Signs and symptoms:
The first and most reliable sign of patellofemoral syndrome (PFS) (also known as chondromalacia patella) is roughness on the underside of the patella, which can be palpated when resistance is given to contraction of the quadriceps femoris musculature. Depending on the degree of severity of the condition, pain may be experienced by the client/patient. When pain is felt, it usually is experienced deep in the joint. It might be dull or sharp in quality, and it usually occurs during the gait cycle, especially when running/walking downhill/downstairs. Swelling around the patella might also occur if the condition is severe and/or aggravated.
Patellofemoral syndrome can be easily assessed/diagnosed during the physical examination by employing the orthopedic assessment test known as patellofemoral syndrome test. Have the client/patient supine and cup your thumb web around the superior/proximal pole of the patella. For the first repetition, ask the client/patient to slowly contract their quadriceps with mild to moderate strength; as the client contracts the quadriceps, allow the client’s patella to track proximally with no resistance. For each successive repetition, incrementally add slightly more resistance to the patella in the distal direction, preventing it from tracking proximally; it is important to increase the resistance only a small amount each time. By the last repetition (approximately four to five repetitions are done in total), your resistance should equal the strength of the client’s contraction so that no motion of the patella occurs. With increased resistance, the patella is forced down against the femur, increasing the compressive and friction forces upon the joint surfaces. For this reason, it is extremely important that the client contracts slowly and with mild to moderate strength at most; this test can become increasingly uncomfortable/painful as the resistance increases. This test is considered positive if joint crepitus is felt or heard, or if the client experiences pain. Note: Once crepitus has been felt and/or the client has experienced pain with this test, it is not necessary to perform further repetitions with stronger resistance.

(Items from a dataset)
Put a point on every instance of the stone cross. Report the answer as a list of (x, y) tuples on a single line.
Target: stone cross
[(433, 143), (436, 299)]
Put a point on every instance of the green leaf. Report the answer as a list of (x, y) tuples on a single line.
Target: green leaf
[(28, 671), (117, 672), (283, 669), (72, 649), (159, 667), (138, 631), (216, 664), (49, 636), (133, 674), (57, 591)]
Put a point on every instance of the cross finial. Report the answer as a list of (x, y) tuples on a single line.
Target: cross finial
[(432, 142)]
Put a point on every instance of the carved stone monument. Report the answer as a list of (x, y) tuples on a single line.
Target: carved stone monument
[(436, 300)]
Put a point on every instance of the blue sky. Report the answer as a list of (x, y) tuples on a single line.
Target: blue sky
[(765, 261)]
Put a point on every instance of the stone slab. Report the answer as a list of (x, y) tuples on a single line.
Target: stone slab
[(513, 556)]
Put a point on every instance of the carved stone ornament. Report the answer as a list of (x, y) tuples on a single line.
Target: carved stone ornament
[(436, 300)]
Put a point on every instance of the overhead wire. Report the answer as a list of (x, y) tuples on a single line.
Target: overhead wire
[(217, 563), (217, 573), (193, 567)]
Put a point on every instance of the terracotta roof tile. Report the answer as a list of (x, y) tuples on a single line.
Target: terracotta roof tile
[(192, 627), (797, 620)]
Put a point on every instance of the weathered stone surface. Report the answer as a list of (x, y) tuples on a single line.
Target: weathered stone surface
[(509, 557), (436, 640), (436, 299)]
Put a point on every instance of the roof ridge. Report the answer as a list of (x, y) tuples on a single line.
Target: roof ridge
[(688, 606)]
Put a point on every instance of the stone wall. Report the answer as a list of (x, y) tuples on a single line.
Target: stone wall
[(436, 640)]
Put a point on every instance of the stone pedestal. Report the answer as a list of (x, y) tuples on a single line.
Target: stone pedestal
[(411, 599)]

### WHAT YOU NEED TO DO
1. According to the patellofemoral syndrome text, what makes the patellofemoral syndrome test positive?
2. Proceed with the patellofemoral syndrome text from the point where it stops.

### TASK-BY-TASK ANSWERS
1. The test is positive if joint crepitus is felt or heard, or if the client experiences pain.

2.
Simply directing anterior to posterior compression against the patella, perhaps also moving the patella proximally and distally while maintaining this pressure (again, the pressure should be applied slowly and with mild to moderate force at most), might also elicit pain. Patellofemoral syndrome might also show swelling around the patella.
Patellofemoral syndrome is often present without the presence of pain. Like osteoarthritis in other areas of the body, it can be present for years or decades without pain. However, as it progresses and become more severe, pain is more likely to occur. During verbal history the client/patient will often describe the presence of pain, especially when walking downstairs/downhill. Because patellofemoral syndrome is an osteoarthritic condition, it can also be definitively diagnosed with X-Ray radiographic examination.
The assessment of patellofemoral syndrome is straightforward and simple; crepitus and/or pain with the patellofemoral syndrome test is pathognomonic for patellofemoral syndrome; in other words, a positive result is definitive for patellofemoral syndrome. However, given that patellofemoral syndrome usually requires decades of use/overuse to develop, the physical stresses that caused patellofemoral syndrome might have also contributed to the development of other knee joint conditions. Therefore examination should not stop when a positive finding with patellofemoral syndrome test is found. It is important to rule in/out other knee joint conditions such as meniscus tear or spasm of surrounding musculature.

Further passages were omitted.